*** Text under study ***

Call him @Astro_Mike. That's the latest digital moniker of
NASA astronaut Michael Massimino, who has invited the world to tag along via
the Twitter micro-blogging Web site as he trains for a May space shuttle
mission to overhaul the Hubble Space Telescope.
Massimino, a veteran spacewalker and Hubble repairman, is
set to make his second trip to the iconic orbital observatory when he and six
other astronauts launch
toward Hubble on May 12 aboard NASA's space shuttle Atlantis. The risky
11-day mission will include five spacewalks and expected to extend Hubble's
lifetime through at least 2014.
Twitter allows users to post 140-character notes about their
current thoughts and actions and to track the posts of others who do the same.
NASA has been using the social networking site to reach out to a Web-savvy
public and promote various space science and mission efforts.
According to Massimino's latest "tweet," he is currently
embroiled "in a
simulator practicing for the first spacewalk on my mission."
"He just started on Friday," NASA spokesperson James
Hartsfield told SPACE.com from the Johnson Space Center in Houston. "He
has always been looking for good ways of connecting with the public and telling
the stories of what they're doing."

*** End of Text under study ***

▶ _Complete the following_
**a)** According to the article on astronaut Michael Massimino's Twitter use, how many spacewalks will the Hubble mission include?
**b)** Write the next few paragraphs of the article on astronaut Michael Massimino's Twitter use, starting after its last sentence.

*** Entries provided ***

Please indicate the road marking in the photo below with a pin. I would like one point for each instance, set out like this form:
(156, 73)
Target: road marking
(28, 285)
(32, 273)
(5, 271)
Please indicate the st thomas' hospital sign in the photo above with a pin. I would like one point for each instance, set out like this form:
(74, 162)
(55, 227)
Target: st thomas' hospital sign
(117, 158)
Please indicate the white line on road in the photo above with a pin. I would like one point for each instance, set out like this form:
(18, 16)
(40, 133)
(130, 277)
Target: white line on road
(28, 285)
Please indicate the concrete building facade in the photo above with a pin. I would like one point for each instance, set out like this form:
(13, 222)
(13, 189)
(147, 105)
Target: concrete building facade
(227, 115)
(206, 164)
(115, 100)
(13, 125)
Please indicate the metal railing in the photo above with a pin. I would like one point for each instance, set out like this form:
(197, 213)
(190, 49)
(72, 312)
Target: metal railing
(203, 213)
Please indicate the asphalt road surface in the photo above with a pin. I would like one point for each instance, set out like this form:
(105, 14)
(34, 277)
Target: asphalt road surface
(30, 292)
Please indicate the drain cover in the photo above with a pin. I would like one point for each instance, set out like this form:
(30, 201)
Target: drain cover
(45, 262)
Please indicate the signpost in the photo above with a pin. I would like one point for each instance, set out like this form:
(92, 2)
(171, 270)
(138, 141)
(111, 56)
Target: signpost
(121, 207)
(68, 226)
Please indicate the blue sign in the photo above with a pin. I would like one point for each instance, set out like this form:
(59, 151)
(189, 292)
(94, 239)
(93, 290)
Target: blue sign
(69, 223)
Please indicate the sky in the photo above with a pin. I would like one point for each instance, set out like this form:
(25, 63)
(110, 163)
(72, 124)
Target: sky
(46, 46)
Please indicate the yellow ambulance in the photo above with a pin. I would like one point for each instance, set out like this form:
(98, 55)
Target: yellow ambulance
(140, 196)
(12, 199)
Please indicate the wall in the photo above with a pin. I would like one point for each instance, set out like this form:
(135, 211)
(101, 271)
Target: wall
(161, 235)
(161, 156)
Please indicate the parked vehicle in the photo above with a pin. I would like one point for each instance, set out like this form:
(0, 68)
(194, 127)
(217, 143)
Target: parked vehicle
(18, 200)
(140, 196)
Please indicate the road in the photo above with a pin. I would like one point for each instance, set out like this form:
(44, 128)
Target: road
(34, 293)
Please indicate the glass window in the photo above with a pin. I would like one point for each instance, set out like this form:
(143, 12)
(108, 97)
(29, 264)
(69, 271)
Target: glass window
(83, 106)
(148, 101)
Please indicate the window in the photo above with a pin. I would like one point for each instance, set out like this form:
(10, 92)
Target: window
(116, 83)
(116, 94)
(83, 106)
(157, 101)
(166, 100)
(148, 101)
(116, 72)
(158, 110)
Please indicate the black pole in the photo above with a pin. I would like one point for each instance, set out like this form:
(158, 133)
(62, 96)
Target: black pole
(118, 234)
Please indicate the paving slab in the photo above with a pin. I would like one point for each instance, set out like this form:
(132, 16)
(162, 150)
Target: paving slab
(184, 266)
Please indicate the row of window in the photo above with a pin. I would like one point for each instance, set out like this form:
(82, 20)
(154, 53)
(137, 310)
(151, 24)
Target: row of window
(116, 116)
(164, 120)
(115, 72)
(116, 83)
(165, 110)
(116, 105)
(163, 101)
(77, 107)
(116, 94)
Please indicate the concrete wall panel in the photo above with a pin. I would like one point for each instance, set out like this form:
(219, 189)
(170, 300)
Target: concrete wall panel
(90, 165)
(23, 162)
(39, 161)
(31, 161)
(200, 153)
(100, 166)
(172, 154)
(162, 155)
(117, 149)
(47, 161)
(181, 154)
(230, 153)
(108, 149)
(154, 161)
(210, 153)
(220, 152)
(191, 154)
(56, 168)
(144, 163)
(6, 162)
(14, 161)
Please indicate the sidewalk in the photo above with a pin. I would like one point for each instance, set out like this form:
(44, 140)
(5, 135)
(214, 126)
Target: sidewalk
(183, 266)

*** End of Entries provided ***
*** Entries provided ***

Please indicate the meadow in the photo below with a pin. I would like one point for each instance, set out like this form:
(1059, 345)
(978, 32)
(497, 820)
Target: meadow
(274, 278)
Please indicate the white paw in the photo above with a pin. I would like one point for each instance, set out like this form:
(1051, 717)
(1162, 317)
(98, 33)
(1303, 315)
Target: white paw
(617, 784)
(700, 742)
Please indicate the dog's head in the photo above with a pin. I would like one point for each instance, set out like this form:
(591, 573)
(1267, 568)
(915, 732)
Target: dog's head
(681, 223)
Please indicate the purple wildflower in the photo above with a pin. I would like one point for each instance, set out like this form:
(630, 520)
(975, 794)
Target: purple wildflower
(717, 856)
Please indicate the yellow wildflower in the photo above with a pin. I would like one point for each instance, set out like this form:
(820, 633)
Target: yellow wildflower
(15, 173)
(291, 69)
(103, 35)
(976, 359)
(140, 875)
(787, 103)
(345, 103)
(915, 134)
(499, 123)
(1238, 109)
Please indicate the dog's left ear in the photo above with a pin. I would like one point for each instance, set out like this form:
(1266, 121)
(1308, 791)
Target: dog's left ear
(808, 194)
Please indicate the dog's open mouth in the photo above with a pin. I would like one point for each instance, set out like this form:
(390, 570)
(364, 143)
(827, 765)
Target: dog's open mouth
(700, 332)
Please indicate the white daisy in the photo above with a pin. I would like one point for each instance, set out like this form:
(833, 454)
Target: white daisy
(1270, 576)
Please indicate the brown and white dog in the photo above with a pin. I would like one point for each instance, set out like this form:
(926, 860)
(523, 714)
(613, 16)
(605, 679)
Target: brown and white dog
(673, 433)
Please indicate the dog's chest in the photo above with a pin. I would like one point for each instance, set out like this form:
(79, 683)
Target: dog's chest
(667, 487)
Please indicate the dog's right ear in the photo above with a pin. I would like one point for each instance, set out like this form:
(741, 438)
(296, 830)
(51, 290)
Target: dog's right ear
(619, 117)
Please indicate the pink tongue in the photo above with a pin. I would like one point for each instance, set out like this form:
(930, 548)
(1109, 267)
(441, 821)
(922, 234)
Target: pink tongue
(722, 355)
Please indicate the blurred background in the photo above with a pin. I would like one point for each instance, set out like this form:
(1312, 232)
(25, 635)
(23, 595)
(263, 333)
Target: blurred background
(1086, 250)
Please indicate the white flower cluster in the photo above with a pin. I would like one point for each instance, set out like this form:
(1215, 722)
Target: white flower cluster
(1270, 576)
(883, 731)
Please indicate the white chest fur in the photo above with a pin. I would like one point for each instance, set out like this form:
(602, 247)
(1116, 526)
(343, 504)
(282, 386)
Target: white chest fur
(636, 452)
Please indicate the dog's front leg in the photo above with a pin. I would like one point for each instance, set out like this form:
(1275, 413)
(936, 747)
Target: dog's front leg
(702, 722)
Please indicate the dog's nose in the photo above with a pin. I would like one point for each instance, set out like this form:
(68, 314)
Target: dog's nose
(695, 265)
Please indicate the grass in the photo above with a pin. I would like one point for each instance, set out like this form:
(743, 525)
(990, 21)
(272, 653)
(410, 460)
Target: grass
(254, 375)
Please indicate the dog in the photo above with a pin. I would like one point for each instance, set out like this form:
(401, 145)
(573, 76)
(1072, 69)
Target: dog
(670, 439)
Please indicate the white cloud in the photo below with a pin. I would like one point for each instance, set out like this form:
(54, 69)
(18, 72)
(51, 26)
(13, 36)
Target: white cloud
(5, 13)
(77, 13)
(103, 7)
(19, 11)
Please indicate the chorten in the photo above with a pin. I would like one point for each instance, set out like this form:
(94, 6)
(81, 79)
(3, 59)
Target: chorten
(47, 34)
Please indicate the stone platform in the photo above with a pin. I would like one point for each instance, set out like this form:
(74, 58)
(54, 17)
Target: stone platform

*** End of Entries provided ***

▶ _Answers to the problems_
**a)** Five spacewalks.

**b)**
Massimino is a veteran of two spacewalks, both of which he
performed during his first flight to Hubble during a 2002 service call. He will
perform two of the five planned spacewalks during the upcoming STS-125 shuttle
flight to add new instruments, replace batteries and gyroscopes, attach a
docking ring for future robotic vehicles and make unprecedented repairs to
systems that were never designed to be fixed in space.
The
mission is riskier than recent NASA shuttle missions because it is not bound
for the International Space Station, where astronauts can take refuge if their
orbiter suffers critical damage. Because Hubble flies in a higher orbit and
different inclination than the station, Atlantis will not be able to reach the
orbiting laboratory to ferry its crew to a safe haven. Instead, NASA will have
a second space shuttle on a Florida launch pad ready to launch
a rescue mission, if required.
Massimino is using a mobile device to update his Twitter
messages and is currently the only NASA astronaut to use the online tool for
official space agency business, Hartsfield said. The space agency has a
general, agency-wide NASA Twitter account and uses the tool to spread updates
for many ongoing missions and other probes that have not yet launched into
space.
"Social media is a large and growing sector of
communications," Hartsfield said. "So this is a very neat thing and it offers
Mike a chance to connect with the public."
Hartsfield cautioned Massimino's Twitter followers to be
patient, especially as his mission's launch date draws near.
"Of course, training keeps him very busy," Hartsfield said.
"So we'll see how much he can update."